_OBJECTIVES_
**A.** In two sentences, summarize the worked solution of the limit.
**B.** Pull out every line of the listing that contains the string "bowl", treating uppercase and lowercase letters as different.

-- Begin PAGE --

(c) \( \lim _{x \rightarrow 0}(1+\sin x)^{\frac{1}{x}} \)

To solve the limit \( \lim _{x \rightarrow 0}(1+\sin x)^{\frac{1}{x}} \), we can use the fact that as \( x \) approaches 0, \( \sin x \) approaches 0. Therefore, we can rewrite the expression as: \[ (1+\sin x)^{\frac{1}{x}} \to (1+0)^{\frac{1}{0}} = 1^{\infty} \] This indeterminate form suggests we should use the exponential function and natural logarithm for simplification. We can express the limit in logarithmic form: \[ \lim_{x \to 0} \frac{\ln(1 + \sin x)}{x} \] By applying L'Hôpital's rule, we differentiate the numerator and denominator: 1. The derivative of the numerator \( \ln(1 + \sin x) \) is \( \frac{\cos x}{1 + \sin x} \). 2. The derivative of the denominator \( x \) is simply 1. Thus, our limit becomes: \[ \lim_{x \to 0} \frac{\cos x}{1 + \sin x} \] Substituting \( x = 0 \) gives: \[ \frac{\cos(0)}{1 + \sin(0)} = \frac{1}{1} = 1 \] So, we have: \[ \lim_{x \to 0} \frac{\ln(1+\sin x)}{x} = 1 \] Now exponentiating to find the original limit: \[ \lim_{x \to 0} (1+\sin x)^{\frac{1}{x}} = e^{\lim_{x \to 0} \frac{\ln(1+\sin x)}{x}} = e^1 = e \] Hence, the final result is: \[ \lim _{x \rightarrow 0}(1+\sin x)^{\frac{1}{x}} = e \]

-- End PAGE --
-- Begin INPUT FOR THIS TASK --

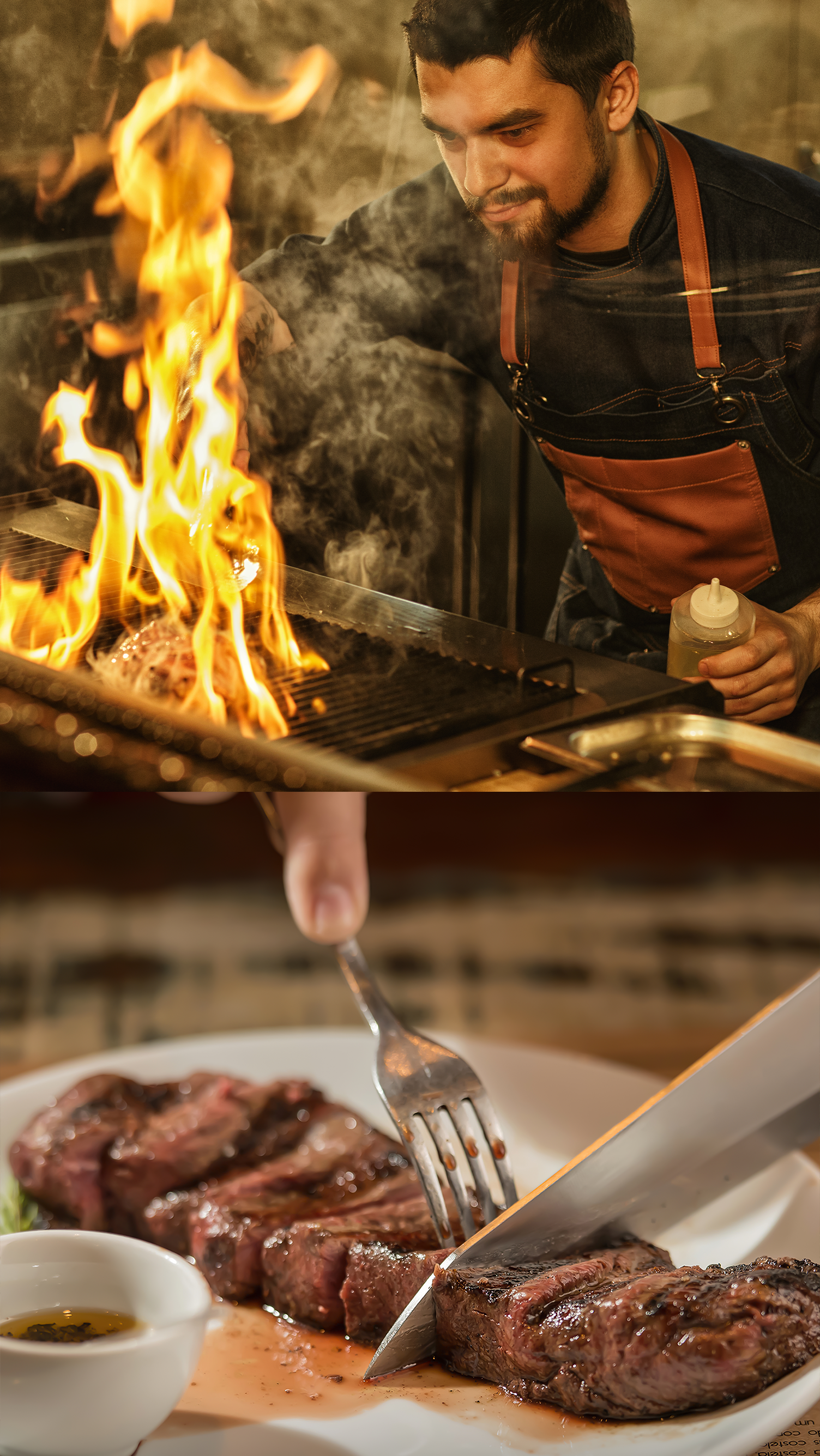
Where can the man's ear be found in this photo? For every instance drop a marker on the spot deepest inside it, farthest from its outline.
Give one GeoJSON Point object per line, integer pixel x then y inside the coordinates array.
{"type": "Point", "coordinates": [621, 91]}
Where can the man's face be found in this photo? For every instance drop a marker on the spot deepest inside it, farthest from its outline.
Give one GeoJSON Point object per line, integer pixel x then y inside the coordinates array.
{"type": "Point", "coordinates": [528, 159]}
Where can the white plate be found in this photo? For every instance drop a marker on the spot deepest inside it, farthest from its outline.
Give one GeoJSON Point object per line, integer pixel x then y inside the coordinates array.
{"type": "Point", "coordinates": [551, 1106]}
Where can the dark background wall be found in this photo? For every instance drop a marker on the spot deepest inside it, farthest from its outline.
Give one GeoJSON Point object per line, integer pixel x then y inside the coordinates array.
{"type": "Point", "coordinates": [413, 465]}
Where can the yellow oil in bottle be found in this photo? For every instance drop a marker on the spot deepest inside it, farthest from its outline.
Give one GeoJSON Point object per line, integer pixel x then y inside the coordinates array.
{"type": "Point", "coordinates": [684, 657]}
{"type": "Point", "coordinates": [69, 1327]}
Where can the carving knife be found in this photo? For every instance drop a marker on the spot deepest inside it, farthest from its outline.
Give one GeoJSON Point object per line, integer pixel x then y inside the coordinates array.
{"type": "Point", "coordinates": [751, 1100]}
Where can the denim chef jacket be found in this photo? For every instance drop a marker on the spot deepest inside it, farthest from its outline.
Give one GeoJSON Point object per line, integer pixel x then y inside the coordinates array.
{"type": "Point", "coordinates": [611, 373]}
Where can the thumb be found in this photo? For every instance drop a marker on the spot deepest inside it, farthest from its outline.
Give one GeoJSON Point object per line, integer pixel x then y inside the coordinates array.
{"type": "Point", "coordinates": [325, 865]}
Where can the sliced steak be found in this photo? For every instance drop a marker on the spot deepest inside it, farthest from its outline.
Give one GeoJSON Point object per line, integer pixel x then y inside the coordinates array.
{"type": "Point", "coordinates": [340, 1158]}
{"type": "Point", "coordinates": [381, 1281]}
{"type": "Point", "coordinates": [213, 1120]}
{"type": "Point", "coordinates": [59, 1156]}
{"type": "Point", "coordinates": [303, 1267]}
{"type": "Point", "coordinates": [280, 1126]}
{"type": "Point", "coordinates": [636, 1343]}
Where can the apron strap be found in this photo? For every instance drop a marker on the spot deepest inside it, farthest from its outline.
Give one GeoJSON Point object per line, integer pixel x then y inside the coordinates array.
{"type": "Point", "coordinates": [694, 255]}
{"type": "Point", "coordinates": [509, 302]}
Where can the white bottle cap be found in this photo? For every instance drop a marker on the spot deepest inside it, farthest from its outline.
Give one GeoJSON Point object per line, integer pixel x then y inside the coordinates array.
{"type": "Point", "coordinates": [714, 606]}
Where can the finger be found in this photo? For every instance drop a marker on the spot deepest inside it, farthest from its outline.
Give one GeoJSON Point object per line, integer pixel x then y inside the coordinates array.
{"type": "Point", "coordinates": [775, 675]}
{"type": "Point", "coordinates": [325, 870]}
{"type": "Point", "coordinates": [753, 702]}
{"type": "Point", "coordinates": [762, 647]}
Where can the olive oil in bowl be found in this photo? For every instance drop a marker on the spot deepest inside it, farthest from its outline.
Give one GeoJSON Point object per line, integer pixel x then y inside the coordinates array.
{"type": "Point", "coordinates": [69, 1327]}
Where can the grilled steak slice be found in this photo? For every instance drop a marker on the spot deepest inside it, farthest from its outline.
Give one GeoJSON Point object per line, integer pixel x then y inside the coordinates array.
{"type": "Point", "coordinates": [340, 1156]}
{"type": "Point", "coordinates": [631, 1342]}
{"type": "Point", "coordinates": [303, 1267]}
{"type": "Point", "coordinates": [210, 1123]}
{"type": "Point", "coordinates": [281, 1123]}
{"type": "Point", "coordinates": [59, 1156]}
{"type": "Point", "coordinates": [381, 1281]}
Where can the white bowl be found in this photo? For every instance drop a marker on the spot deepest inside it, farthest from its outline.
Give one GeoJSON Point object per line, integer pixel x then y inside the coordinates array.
{"type": "Point", "coordinates": [102, 1397]}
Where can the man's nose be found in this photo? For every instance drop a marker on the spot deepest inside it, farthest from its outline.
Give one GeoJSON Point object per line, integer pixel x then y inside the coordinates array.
{"type": "Point", "coordinates": [485, 169]}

-- End INPUT FOR THIS TASK --

_TASK-BY-TASK ANSWERS_
**A.** The solution evaluates the limit of (1 + sin x)^(1/x) as x approaches 0. It notes the indeterminate form 1^∞ and rewrites the limit in logarithmic form as ln(1 + sin x)/x, which L'Hôpital's rule turns into cos x/(1 + sin x), equal to 1 at x = 0, so exponentiating gives the final result e.

**B.**
Where can the olive oil in bowl be found in this photo? For every instance drop a marker on the spot deepest inside it, farthest from its outline.
Where can the white bowl be found in this photo? For every instance drop a marker on the spot deepest inside it, farthest from its outline.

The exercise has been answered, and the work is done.